[CONSEGNE DELL'ESERCIZIO]:
**a)** Trasforma in un elenco puntato il paragrafo del brano da leggere che inizia con «Ieri, 134 decessi», mantenendone i fatti principali.
**b)** Scrivi il seguito dell'articolo sui decessi per il virus in Lombardia, a partire dall'ultima frase riportata.

[BRANO DA LEGGERE]:
********

Ieri, 134 decessi, 274 in Italia. Mercoledì, 222 e 369 in tutta la Penisola. L’anomalia resta, nonostante le chiusure, nonostante gli ospedali si svuotino e le terapie intensive allestite in fretta chiudano, pronte a riaccendere i respiratori nel caso l’eccessivo entusiasmo della fase 2, passata al parco senza mascherina, faccia impennare la curva. Perché questo trend non si sia arrestato, nonostante due mesi di ‘arresti domiciliari’, è il tema su cui lavorano gli esperti della Regione. Che ancora non hanno risposte certe, a parte la certezza della circolazione del virus nelle case dove i lombardi erano confinati e nelle Rsa. Resta un fatto che le persone attualmente positive calino ovunque tranne che qui: +262 ieri, contro i -380 dell’Emilia-Romagna, i -255 del Veneto, i -372 della Toscana, i -389 del Piemonte e i -58 della Liguria. Anche sul fronte dei decessi, la Lombardia detiene il primato. Ma dall’arido e lunghissimo foglio informatico in cui ogni giorno vengono annotate età, patologie, e residenza di chi perde la vita, si scopre che i morti non sono tutti uguali. E che il virus sta cambiando, agendo in modo diverso rispetto a qualche settimana fa.

Nell’arco dell’ultimo mese, infatti, il divario generazionale si è allargato. Fra i 24 anni della più giovane deceduta, bresciana, e i 109 della più anziana falciata dal contagio a Cremona passa un mondo. E ora muoiono ancora meno giovani, in proporzione, e più anziani, sempre più vecchi. Al 6 maggio il conto delle vittime era arrivato a 14.612, +24% rispetto ai 11.143 del 13 aprile. Sotto i 30 anni, le vittime erano 4 e sono diventate 5. Lo 0,03% del totale. Un dramma assurdo per le famiglie, in statistica una percentuale ai limiti della rilevabilità. I morti fra i 30 e i 39, invece, sono 23. Erano 21 un mese e mezzo fa: lo 0,15% del totale e una crescita del 9%. Meno della media. Al contrario della quota di vittime fra i 40 e i 49 anni: 139 (+28 dal 13 aprile), con una crescita del 21%, pari all’1% del totale. Sempre sotto media, come pure la crescita nella fascia d’età fra i 50 e i 59 anni, il 3,5% del totale delle vittime. L’aumento è del 22%. Meno del 24% di aumento complessivo. Si riduce, invece, la quota dei sessantenni lombardi che hanno perso la vita. Tra i 60 e i 69 anni sono in totale 1.603 (+234 rispetto ad aprile). La statistica dice +15%. Anche qui, molto meno della media. E si passa dal 12,2% del totale di un mese e mezzo fa all’11%. Anche chi sta fra i 70 e i 79 rischia: 3.265 su 14mila le vittime è in questa fascia. Sono il 30%. Ma fino a un mese e mezzo fa erano il 33%.

********

[I DATI]:

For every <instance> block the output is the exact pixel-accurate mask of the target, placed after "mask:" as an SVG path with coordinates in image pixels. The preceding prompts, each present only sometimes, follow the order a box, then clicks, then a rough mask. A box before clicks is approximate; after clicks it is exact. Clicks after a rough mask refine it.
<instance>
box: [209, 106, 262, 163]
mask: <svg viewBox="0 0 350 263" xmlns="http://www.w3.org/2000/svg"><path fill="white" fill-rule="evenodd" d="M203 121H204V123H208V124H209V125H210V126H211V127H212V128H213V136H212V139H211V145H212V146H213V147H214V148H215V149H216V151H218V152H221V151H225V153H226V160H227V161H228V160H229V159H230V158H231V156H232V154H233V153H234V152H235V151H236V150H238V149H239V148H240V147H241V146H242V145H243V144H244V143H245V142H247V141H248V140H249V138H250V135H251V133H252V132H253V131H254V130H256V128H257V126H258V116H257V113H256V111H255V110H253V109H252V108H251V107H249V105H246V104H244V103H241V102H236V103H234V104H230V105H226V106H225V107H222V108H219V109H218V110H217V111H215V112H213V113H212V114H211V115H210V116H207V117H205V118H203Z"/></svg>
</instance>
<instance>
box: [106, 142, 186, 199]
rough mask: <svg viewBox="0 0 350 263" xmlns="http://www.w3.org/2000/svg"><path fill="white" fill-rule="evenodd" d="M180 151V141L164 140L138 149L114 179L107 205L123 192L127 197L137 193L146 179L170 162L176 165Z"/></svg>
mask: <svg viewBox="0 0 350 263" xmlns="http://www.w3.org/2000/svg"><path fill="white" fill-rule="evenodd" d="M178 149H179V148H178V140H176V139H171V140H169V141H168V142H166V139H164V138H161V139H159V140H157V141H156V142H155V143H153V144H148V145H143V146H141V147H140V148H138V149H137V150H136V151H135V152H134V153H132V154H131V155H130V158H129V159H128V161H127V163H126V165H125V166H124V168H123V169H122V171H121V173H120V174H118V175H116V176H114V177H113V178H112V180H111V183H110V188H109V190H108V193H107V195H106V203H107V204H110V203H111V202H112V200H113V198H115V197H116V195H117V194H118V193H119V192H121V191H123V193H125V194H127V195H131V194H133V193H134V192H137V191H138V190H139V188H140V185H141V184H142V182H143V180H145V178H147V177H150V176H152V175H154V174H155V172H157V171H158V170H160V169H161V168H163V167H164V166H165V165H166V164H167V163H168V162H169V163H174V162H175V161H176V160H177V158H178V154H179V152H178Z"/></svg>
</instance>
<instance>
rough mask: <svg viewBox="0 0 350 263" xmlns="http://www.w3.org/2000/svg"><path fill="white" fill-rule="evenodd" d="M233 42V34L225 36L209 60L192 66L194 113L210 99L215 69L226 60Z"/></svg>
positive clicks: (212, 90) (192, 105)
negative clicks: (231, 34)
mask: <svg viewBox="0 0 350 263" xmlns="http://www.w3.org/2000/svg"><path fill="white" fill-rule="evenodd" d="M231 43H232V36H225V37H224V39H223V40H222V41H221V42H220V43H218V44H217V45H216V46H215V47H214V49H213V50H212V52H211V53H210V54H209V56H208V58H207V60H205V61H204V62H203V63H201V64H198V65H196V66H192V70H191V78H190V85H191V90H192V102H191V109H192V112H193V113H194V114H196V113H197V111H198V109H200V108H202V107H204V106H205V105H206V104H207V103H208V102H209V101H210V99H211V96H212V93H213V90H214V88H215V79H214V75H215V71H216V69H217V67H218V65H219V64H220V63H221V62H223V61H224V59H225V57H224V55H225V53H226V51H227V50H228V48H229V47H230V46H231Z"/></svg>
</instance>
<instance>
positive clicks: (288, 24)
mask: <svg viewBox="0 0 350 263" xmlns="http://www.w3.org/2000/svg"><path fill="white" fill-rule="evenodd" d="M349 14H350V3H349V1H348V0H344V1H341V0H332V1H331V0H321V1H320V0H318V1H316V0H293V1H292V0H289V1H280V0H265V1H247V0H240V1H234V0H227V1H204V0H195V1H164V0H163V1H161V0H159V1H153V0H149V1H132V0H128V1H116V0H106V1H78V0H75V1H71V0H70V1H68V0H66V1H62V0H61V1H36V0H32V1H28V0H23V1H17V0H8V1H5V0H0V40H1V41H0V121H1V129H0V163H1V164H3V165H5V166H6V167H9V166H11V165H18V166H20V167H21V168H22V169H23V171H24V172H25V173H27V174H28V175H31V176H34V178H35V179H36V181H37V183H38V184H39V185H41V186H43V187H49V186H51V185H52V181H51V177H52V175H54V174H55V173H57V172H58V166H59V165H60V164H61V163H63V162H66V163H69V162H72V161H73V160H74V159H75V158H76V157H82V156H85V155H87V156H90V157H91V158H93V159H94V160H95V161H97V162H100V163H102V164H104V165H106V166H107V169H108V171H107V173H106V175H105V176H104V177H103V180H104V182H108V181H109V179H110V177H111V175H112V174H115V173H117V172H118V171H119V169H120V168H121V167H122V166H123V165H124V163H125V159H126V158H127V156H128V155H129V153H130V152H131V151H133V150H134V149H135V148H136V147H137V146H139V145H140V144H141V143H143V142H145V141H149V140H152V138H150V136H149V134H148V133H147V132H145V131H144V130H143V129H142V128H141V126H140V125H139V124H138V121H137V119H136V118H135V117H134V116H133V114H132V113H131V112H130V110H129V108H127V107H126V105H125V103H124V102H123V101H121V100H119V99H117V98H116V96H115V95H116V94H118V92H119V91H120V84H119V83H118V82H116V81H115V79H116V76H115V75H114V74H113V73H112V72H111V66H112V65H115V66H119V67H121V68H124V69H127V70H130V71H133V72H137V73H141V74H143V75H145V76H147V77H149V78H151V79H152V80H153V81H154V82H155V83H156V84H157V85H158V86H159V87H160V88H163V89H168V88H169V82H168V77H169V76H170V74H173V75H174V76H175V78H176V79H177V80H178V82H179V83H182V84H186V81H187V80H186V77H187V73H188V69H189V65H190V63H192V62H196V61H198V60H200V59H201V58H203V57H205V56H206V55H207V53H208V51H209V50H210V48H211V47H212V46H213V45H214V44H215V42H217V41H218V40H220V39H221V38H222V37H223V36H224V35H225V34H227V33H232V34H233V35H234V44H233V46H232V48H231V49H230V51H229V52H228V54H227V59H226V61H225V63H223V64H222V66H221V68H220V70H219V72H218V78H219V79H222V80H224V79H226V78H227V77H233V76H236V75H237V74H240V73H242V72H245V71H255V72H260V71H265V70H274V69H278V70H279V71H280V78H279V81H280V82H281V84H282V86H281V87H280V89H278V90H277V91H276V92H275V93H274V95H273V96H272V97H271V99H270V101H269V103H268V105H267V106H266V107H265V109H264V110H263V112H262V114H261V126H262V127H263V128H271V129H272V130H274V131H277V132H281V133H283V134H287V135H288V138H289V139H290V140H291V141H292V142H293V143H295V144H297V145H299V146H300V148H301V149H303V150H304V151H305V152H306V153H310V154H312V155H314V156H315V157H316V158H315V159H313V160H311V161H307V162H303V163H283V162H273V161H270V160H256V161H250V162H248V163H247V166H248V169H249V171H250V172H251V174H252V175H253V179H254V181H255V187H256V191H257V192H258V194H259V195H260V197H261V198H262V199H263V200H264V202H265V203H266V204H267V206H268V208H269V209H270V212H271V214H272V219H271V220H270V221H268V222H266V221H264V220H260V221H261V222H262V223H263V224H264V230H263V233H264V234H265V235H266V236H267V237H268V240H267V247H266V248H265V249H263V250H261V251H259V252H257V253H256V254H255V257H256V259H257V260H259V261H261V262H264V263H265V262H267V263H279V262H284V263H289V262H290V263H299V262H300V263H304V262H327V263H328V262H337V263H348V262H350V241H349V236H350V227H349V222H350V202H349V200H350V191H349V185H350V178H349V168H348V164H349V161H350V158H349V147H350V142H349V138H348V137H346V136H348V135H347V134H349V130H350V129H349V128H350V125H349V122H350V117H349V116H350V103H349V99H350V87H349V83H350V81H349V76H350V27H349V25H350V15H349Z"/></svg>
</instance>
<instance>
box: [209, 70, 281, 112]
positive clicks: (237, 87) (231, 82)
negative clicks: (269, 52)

********

[SOLUZIONI]:
**a)**
- Ieri si sono registrati 134 decessi, 274 in tutta Italia. Mercoledì erano stati 222, 369 in tutta la Penisola.
- L'anomalia persiste nonostante le chiusure. Gli ospedali si svuotano e le terapie intensive allestite in fretta chiudono, ma restano pronte a riattivarsi se l'entusiasmo della fase 2 facesse risalire la curva.
- Gli esperti della Regione studiano perché il trend non si sia fermato dopo due mesi di confinamento. Non hanno risposte certe, se non la circolazione del virus nelle case e nelle Rsa.
- Le persone attualmente positive calano ovunque tranne che in Lombardia: ieri +262, contro -380 in Emilia-Romagna, -255 in Veneto, -372 in Toscana, -389 in Piemonte e -58 in Liguria.
- La Lombardia ha il primato anche nei decessi.
- Il foglio informatico che registra ogni giorno età, patologie e residenza dei morti mostra che i decessi non sono tutti uguali e che il virus agisce in modo diverso rispetto a qualche settimana fa.

**b)**
È sopra questa soglia che cambia tutto. Chi ha più di 80 anni rischia più seriamente di un mese e mezzo fa. Fra gli 80 e gli 89 anni sta il grosso delle vittime. Sono 5.758 (+1.472 in un mese e mezzo). Ed è questa la prima fascia d’età a crescere: passa dal 38,4% al 39,4%, con un incremento assoluto del 25%. E più sale l’età e più si rischia. Sono 1.873 i lombardi fra i 90 e i 99 anni che il Covid-19 ha ucciso. Erano 919 solo un mese e mezzo fa. Dall’8,7% al 12,8% del totale, per una crescita del 65%. Persone, evidentemente, in età da casa di riposo. Le famose Rsa dove il contagio ha fatto strage. E qui risiedeva anche la gran parte dei 41 ultracentenari morti di polmonite. Ventisette solo dal 13 aprile. Sono appena lo 0,3% di tutte le vittime. Ma sono cresciuti del 65%.